Start of TEXT SEGMENT

I have a data set which lists a range of teams (e.g. "A", "B") and the id of the users in each team.
Example data set below (first 2 columns).Actual data runs in to the 500k plus, so I have been trying to implement a loop in R, without success.
I want to be able assess each row against the next,
i.e. if row 1 = team A & row 2 = team A, "pass",
if row 1 = team A & row 2 = team B, "fail"
if row 1 = team B & row 2 = team B, "pass"
if row 1 = team B & row 2 = team A, "fail",
with each iteration comparing the next set of rows (e.g. 1 compared to 2, then 2 to 3, and so on).
The output for each being in a new column, detailing the outcome i.e pass/fail.

End of TEXT SEGMENT
Start of DATA SHOWN

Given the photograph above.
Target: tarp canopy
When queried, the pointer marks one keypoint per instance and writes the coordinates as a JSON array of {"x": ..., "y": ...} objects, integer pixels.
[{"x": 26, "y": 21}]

End of DATA SHOWN

§ **TASKS**:
- a) Print the forum post about comparing team rows from "Example data set" up to and including "outcome i.e pass/fail.".
- b) In the forum post about comparing team rows, what outcome should be recorded when row 1 is team B and row 2 is team A?

§ **WRITTEN ANSWERS**:
- a)
Example data set below (first 2 columns).Actual data runs in to the 500k plus, so I have been trying to implement a loop in R, without success.
I want to be able assess each row against the next,
i.e. if row 1 = team A & row 2 = team A, "pass",
if row 1 = team A & row 2 = team B, "fail"
if row 1 = team B & row 2 = team B, "pass"
if row 1 = team B & row 2 = team A, "fail",
with each iteration comparing the next set of rows (e.g. 1 compared to 2, then 2 to 3, and so on).
The output for each being in a new column, detailing the outcome i.e pass/fail.

- b) Fail.